> **DOCUMENT EXCERPT**
※ ※ ※
Since the present invention uses an insulated small-diameter continuous tube of constant diameter (such as 1-inch diameter), the pressure drop of the water flowing down the tube is proportional to depth. The pressure drop then provides a linear gradient from the top (highest pressure) to the bottom (lowest pressure). If the total pressure drop were equal to the hydrostatic head (675 psi in our example), then the two pressures would cancel each other at all points down the tube. The tube pressure would then be constant along its entire length and be equal to the initial pressure applied at the well head. When, for other reasons, the operating pressure is higher than the reservoir pressure, an orifice can be used to reduce the pressure at the reservoir face.

In order to supply the remaining heat downhole, electrical power is transmitted to the reservoir face. This method of transmission is very efficient compared to thermal transmission. Electric cables, each permanently connected to its resistance heater, supply the remaining 35% of the heat. While the electric power might be supplied by a utility for this application, a markedly more efficient means is to use an on-site gas turbine to supply both the pressurized hot water from the turbine exhaust and the electricity from an electrical generator driven by the turbine. As it happens, gas turbines have a ratio of heat to electricity that matches the requirements of the proposed system using a reasonable operating pressure. The total energy (fuel) input to the proposed system using a gas turbine is the same as the conventional boiler steamflooding system with both delivering about the same amount of heat to the well head. However, the much smaller downhole heat loss (factor of 8) makes the proposed system more economical for the deeper reservoirs.

Another dimension can be achieved by supplying part or all of the electric power for other uses (cogeneration) while still supplying the thermal heat from the gas turbine exhaust. Cogeneration provides major economic advantages, since the system has the flexibility to supply the power on a demand basis. For example, at 2500 feet, with peaking power rates and with 25% cogeneration, the process cost per barrel of oil is half that of the conventional system.

BRIEF DESCRIPTION OF THE DRAWINGS

FIG. 1 is a schematic illustration of the components of a preferred thermally-enhanced oil recovery system using alternating current.
※ ※ ※
> **DATASET EXTRACT**
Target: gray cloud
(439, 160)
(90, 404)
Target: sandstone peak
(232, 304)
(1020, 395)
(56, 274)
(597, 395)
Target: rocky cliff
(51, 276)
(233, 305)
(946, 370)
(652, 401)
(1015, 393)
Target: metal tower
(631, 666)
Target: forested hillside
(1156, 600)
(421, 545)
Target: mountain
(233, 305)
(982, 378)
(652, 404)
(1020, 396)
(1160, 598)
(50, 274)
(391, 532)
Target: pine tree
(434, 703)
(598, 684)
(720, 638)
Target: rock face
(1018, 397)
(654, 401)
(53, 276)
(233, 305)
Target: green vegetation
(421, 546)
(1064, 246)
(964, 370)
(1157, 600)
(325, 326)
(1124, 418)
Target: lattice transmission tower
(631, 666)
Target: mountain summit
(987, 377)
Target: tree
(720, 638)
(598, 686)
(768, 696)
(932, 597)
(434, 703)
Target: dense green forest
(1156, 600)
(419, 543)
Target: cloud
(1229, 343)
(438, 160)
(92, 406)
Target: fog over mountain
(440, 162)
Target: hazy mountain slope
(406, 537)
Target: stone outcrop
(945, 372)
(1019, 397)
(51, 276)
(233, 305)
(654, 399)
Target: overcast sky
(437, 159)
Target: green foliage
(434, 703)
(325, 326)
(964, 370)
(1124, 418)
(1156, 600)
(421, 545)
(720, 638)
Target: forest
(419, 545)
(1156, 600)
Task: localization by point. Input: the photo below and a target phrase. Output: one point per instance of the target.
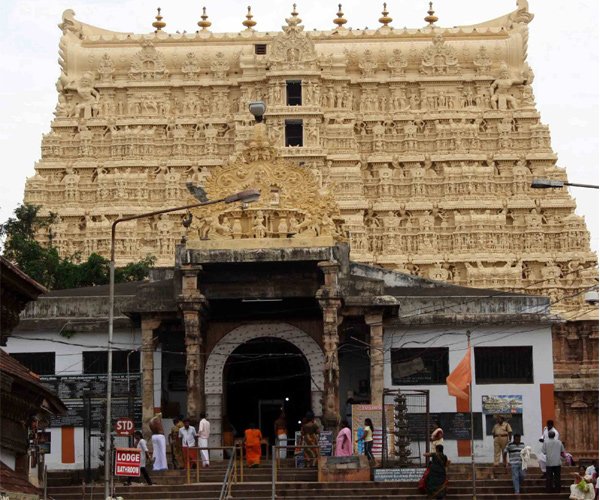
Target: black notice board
(455, 425)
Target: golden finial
(249, 23)
(385, 19)
(159, 24)
(431, 18)
(205, 23)
(340, 21)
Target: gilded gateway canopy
(427, 140)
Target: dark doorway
(260, 374)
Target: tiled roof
(11, 482)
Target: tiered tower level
(427, 138)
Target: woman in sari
(436, 482)
(310, 437)
(252, 438)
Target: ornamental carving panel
(419, 146)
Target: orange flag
(460, 378)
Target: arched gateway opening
(266, 362)
(261, 377)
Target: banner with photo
(502, 405)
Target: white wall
(539, 337)
(69, 361)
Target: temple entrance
(261, 376)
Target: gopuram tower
(428, 139)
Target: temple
(383, 153)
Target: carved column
(191, 304)
(148, 346)
(330, 302)
(375, 322)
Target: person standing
(252, 439)
(515, 460)
(203, 435)
(280, 426)
(502, 433)
(175, 443)
(188, 438)
(310, 438)
(159, 444)
(140, 444)
(343, 441)
(542, 456)
(369, 429)
(552, 448)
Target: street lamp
(246, 196)
(550, 183)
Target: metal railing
(275, 462)
(230, 475)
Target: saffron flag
(459, 380)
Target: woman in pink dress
(343, 441)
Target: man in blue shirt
(515, 461)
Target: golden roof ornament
(249, 23)
(430, 18)
(385, 19)
(294, 20)
(340, 21)
(159, 24)
(205, 23)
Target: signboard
(362, 412)
(408, 474)
(455, 425)
(124, 427)
(76, 391)
(128, 461)
(502, 405)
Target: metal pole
(474, 485)
(111, 306)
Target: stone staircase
(493, 483)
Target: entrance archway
(261, 377)
(215, 366)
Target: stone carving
(439, 58)
(148, 64)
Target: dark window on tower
(293, 133)
(417, 366)
(294, 92)
(42, 363)
(97, 361)
(502, 365)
※ ※ ※
> **PROBLEM SET**
**a.** Check each statement against the oil recovery patent excerpt. For each, answer yes or no and quote the words of the excerpt that decide it.
(i) Electric cables supply the remaining 35% of the heat.
(ii) The proposed system using a gas turbine needs more total fuel input than the conventional boiler steamflooding system.
(iii) At 2500 feet, with peaking power rates and 25% cogeneration, the process cost per barrel of oil is half that of the conventional system.
**b.** Please write the next part of the oil recovery patent excerpt, picking up after its last sentence.

> **ANSWERS TO THE EXERCISES**
**a.**
(i) Yes: "Electric cables, each permanently connected to its resistance heater, supply the remaining 35% of the heat."
(ii) No: "The total energy (fuel) input to the proposed system using a gas turbine is the same as the conventional boiler steamflooding system"
(iii) Yes: "at 2500 feet, with peaking power rates and with 25% cogeneration, the process cost per barrel of oil is half that of the conventional system."

**b.**
FIG. 2 is a longitudinal cross section of the heater assembly showing the electrical cable and heater regions and the support tube and injection tube regions of the alternating current embodiment.

FIG. 3 is a transverse cross section taken along line 3--3 of FIG. 2 showing the upper cable arrangement.

FIG. 4 is a transverse cross section taken along line 4--4 of FIG. 2 showing a lower cable arrangement.

FIG. 5 is a transverse cross section taken along line 5--5 of FIG. 2 showing the arrangement of the heating elements.

FIG. 6 is a schematic illustration of the above ground components of a preferred thermally-enhanced oil recovery system using direct current.

FIG. 7 is a longitudinal cross section of the heater assembly showing the electrical cable and heater regions and the support tube and injection tube regions of the direct current embodiment.

FIG. 8 is a transverse cross section taken along line 8--8 of FIG. 7 showing the upper cable arrangement.

FIG. 9 is a transverse cross section taken along line 9--9 of FIG. 7 showing the arrangement of the heating elements.

DESCRIPTION OF THE PREFERRED (AC) EMBODIMENT

The thermally-enhanced oil recovery system in accordance with the present invention provides a method for exploiting deep well reservoirs by utilizing electric downhole steam generators to provide supplemental heat for high pressure hot water minimize losses occurring in a deep well. There is shown schematically in FIG. 1, a preferred system utilizing alternating current. Above-ground, turbine-driven electric generators 10 supply electrical power through electrical cables 11 to generate steam within a heater assembly 12 disposed in the well string casing 13 below ground to heat injection fluids. The turbine-driven electric generators 10 are fueled by clean fuel, possibly from the field being stimulated.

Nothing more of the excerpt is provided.